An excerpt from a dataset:
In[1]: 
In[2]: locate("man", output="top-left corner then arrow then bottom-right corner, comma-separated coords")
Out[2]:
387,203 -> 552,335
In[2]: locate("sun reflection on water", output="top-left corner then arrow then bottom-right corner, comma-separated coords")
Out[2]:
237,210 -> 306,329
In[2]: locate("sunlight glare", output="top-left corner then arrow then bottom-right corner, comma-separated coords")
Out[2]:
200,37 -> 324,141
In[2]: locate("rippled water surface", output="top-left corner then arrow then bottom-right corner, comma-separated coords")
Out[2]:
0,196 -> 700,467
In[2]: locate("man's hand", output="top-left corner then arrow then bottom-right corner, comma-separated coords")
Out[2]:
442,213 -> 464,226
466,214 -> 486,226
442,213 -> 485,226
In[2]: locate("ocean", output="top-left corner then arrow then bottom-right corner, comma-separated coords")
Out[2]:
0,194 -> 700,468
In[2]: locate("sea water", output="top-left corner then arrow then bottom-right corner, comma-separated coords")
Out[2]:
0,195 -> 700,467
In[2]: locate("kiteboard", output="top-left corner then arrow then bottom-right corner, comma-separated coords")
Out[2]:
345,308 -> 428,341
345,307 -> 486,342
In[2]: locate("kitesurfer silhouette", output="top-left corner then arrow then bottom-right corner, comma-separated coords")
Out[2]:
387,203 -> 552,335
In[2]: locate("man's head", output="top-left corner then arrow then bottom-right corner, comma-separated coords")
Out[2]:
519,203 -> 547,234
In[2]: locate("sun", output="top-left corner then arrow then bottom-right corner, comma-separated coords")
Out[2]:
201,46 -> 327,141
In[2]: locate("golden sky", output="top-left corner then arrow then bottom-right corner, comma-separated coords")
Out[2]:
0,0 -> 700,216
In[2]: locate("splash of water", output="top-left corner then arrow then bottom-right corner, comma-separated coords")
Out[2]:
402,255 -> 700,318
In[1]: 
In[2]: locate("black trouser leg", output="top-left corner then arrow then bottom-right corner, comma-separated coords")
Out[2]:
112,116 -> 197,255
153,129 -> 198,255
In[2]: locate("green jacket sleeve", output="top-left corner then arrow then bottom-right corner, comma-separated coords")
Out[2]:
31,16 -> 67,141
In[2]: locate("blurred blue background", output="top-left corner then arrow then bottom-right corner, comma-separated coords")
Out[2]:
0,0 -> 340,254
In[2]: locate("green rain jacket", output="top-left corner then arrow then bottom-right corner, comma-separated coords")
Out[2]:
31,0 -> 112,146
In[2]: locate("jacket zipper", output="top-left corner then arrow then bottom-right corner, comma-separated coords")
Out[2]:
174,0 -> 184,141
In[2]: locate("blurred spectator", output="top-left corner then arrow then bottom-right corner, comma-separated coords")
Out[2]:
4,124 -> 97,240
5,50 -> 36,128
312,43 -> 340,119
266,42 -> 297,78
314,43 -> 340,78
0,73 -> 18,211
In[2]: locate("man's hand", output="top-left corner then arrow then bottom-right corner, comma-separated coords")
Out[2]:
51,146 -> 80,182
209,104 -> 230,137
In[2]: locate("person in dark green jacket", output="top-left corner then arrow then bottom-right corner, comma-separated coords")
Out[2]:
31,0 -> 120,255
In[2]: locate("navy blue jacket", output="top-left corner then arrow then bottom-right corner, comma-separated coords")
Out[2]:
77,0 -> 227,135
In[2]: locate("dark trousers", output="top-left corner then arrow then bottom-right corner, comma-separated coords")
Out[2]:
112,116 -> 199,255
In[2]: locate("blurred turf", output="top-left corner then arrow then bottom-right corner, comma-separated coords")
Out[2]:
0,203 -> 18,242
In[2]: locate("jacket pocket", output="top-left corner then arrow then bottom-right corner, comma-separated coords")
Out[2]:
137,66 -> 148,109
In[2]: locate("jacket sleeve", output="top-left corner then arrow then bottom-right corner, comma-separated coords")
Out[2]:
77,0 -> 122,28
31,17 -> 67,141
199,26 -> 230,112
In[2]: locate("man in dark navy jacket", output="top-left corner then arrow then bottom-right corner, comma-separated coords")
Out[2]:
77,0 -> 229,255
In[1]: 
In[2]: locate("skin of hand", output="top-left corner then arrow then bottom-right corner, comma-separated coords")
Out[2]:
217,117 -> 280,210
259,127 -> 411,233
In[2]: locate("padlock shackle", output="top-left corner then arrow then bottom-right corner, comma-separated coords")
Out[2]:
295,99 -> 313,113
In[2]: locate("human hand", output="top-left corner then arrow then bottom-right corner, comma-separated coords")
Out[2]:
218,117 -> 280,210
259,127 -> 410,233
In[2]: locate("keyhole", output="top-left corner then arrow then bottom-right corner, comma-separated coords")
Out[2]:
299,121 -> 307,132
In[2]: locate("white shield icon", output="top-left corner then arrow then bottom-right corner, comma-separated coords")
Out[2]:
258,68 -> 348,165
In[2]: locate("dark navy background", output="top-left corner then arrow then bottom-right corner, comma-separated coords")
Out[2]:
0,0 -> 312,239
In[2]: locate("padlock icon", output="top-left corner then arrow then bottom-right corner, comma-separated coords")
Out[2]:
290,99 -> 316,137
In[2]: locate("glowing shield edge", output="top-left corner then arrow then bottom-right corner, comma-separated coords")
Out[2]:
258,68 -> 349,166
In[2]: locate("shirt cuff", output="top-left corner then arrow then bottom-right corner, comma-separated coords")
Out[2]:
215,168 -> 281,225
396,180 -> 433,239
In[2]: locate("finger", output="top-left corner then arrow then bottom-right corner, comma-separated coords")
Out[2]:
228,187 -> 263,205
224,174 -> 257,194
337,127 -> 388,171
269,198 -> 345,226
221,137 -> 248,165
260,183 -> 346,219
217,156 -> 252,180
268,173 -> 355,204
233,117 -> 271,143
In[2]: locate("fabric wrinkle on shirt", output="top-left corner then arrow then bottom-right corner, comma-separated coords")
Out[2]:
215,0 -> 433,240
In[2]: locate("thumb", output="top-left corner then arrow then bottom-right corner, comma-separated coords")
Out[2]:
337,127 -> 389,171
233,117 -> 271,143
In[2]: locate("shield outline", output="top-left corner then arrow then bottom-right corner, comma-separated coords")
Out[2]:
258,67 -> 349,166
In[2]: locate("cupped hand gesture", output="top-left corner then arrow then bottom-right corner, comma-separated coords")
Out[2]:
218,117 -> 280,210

= Do this =
Could you repeat all of the entries above word for word, without changing anything?

= Final answer =
In[1]: 
In[2]: locate("man", output="top-left corner then arrow then bottom-right corner, comma-separated coords")
Out[2]:
387,203 -> 552,335
In[2]: locate("sun reflection on water", output="top-left corner then arrow then bottom-right corner, comma-separated coords")
Out[2]:
237,210 -> 306,329
In[2]: locate("sunlight glare", output="top-left corner then arrow then bottom-right corner, comma-separated coords")
Out[2]:
200,37 -> 324,141
In[2]: locate("rippled water surface", output="top-left corner then arrow then bottom-right corner, comma-separated coords")
Out[2]:
0,196 -> 700,467
In[2]: locate("man's hand", output="top-left corner then arrow then bottom-right corner, comma-separated coords")
Out[2]:
442,213 -> 464,226
466,214 -> 486,226
442,213 -> 485,226
In[2]: locate("ocean", output="top-left corner then arrow then bottom-right corner, comma-separated coords")
Out[2]:
0,194 -> 700,468
In[2]: locate("sea water", output="top-left corner then arrow then bottom-right corner, comma-separated coords")
Out[2]:
0,195 -> 700,467
In[2]: locate("kiteboard", output="top-left corner then arrow then bottom-right corner, comma-separated coords")
Out[2]:
345,308 -> 428,341
345,307 -> 486,342
In[2]: locate("kitesurfer silhouette", output="top-left corner then arrow then bottom-right corner, comma-separated coords")
Out[2]:
387,203 -> 552,335
In[2]: locate("man's head", output="top-left corner then arrow then bottom-right corner, comma-separated coords")
Out[2]:
519,203 -> 547,234
In[2]: locate("sun", output="top-left corner then arrow then bottom-right corner, comma-separated coords")
Out[2]:
201,46 -> 327,141
In[2]: locate("golden sky", output="top-left corner then arrow then bottom-right corner, comma-separated coords")
Out[2]:
0,0 -> 700,216
In[2]: locate("splash of water", output="top-left corner then arrow then bottom-right corner, comma-separated coords")
Out[2]:
402,255 -> 700,318
In[1]: 
In[2]: locate("black trouser leg", output="top-left corner then arrow then bottom-right corner, comma-separated coords")
Out[2]:
112,116 -> 197,255
153,129 -> 198,255
In[2]: locate("green jacket sleeve", output="top-left corner then arrow then bottom-right corner, comma-separated coords")
Out[2]:
31,16 -> 67,141
In[2]: locate("blurred blue background", output="top-left corner then arrow then bottom-right corner, comma-separated coords")
Out[2]:
0,0 -> 340,254
In[2]: locate("green rain jacket", output="top-left corner then arrow then bottom-right corner, comma-separated coords")
Out[2]:
31,0 -> 112,146
In[2]: locate("jacket zipper", output="top-left corner then arrow then bottom-right corner, comma-separated coords")
Out[2]:
174,0 -> 184,141
In[2]: locate("blurred spectator", output="top-left corner then arrow then bottom-right corner, comma-separated coords")
Out[2]:
4,124 -> 97,240
5,50 -> 36,128
312,43 -> 340,119
266,42 -> 297,78
314,43 -> 340,78
0,73 -> 18,211
In[2]: locate("man's hand", output="top-left corner then arrow then bottom-right corner, comma-separated coords")
Out[2]:
51,146 -> 80,182
209,104 -> 230,137
In[2]: locate("person in dark green jacket", output="top-left corner then arrow then bottom-right corner, comma-separated coords")
Out[2]:
31,0 -> 120,255
In[2]: locate("navy blue jacket", output="top-left corner then arrow then bottom-right corner, comma-separated coords")
Out[2]:
77,0 -> 227,135
In[2]: locate("dark trousers", output="top-left corner then arrow then bottom-right corner, comma-separated coords")
Out[2]:
112,116 -> 199,255
In[2]: locate("blurred turf", output="top-left corner then arrow then bottom-right corner, comma-separated coords")
Out[2]:
0,203 -> 18,242
In[2]: locate("jacket pocket", output="top-left corner then arrow then bottom-right corner, comma-separated coords")
Out[2]:
137,66 -> 148,109
In[2]: locate("jacket sleeve", output="top-left corner then arrow then bottom-right corner, comma-separated coords")
Out[2]:
77,0 -> 122,28
31,17 -> 67,141
199,26 -> 230,112
In[2]: locate("man in dark navy jacket", output="top-left corner then arrow then bottom-right corner, comma-separated coords")
Out[2]:
77,0 -> 229,255
In[1]: 
In[2]: locate("skin of hand", output="top-left corner then arrow then bottom-right corner, comma-separated coords")
Out[2]:
217,117 -> 280,210
259,127 -> 411,233
In[2]: locate("padlock shackle", output="top-left corner then arrow then bottom-right corner, comma-separated coords")
Out[2]:
295,99 -> 313,113
In[2]: locate("human hand", output="top-left corner then arrow then bottom-right corner, comma-separated coords")
Out[2]:
218,117 -> 280,210
259,127 -> 410,233
In[2]: locate("keyhole", output="top-left corner then arrow then bottom-right corner, comma-separated coords")
Out[2]:
299,121 -> 307,132
In[2]: locate("white shield icon", output="top-left corner then arrow then bottom-right corner, comma-separated coords")
Out[2]:
258,68 -> 348,165
In[2]: locate("dark navy background", output="top-left corner then arrow then bottom-right corner, comma-separated coords")
Out[2]:
0,0 -> 312,239
In[2]: locate("padlock icon", output="top-left corner then arrow then bottom-right corner, comma-separated coords")
Out[2]:
290,99 -> 316,137
In[2]: locate("glowing shield edge", output="top-left corner then arrow then bottom-right corner, comma-separated coords")
Out[2]:
258,68 -> 349,166
In[2]: locate("shirt cuff", output="top-left corner then arrow then bottom-right corner, comma-separated coords")
Out[2]:
215,168 -> 281,225
396,180 -> 433,239
In[2]: locate("finger", output="top-left corner then arrow then bottom-right corner, comma-separated coords")
Out[2]:
228,187 -> 263,205
224,174 -> 257,194
337,127 -> 388,171
269,198 -> 345,226
221,137 -> 248,165
260,183 -> 346,219
217,156 -> 252,180
268,173 -> 355,204
233,117 -> 271,143
In[2]: locate("fabric wrinkle on shirt", output="top-left corner then arrow then bottom-right corner, comma-separated coords")
Out[2]:
215,0 -> 433,240
In[2]: locate("thumb", output="top-left corner then arrow then bottom-right corner, comma-separated coords")
Out[2]:
337,127 -> 389,171
233,117 -> 271,143
In[2]: locate("shield outline", output="top-left corner then arrow then bottom-right corner, comma-separated coords")
Out[2]:
258,67 -> 349,166
In[2]: locate("cupped hand gesture", output="top-left corner then arrow then bottom-right corner, comma-separated coords")
Out[2]:
218,117 -> 280,210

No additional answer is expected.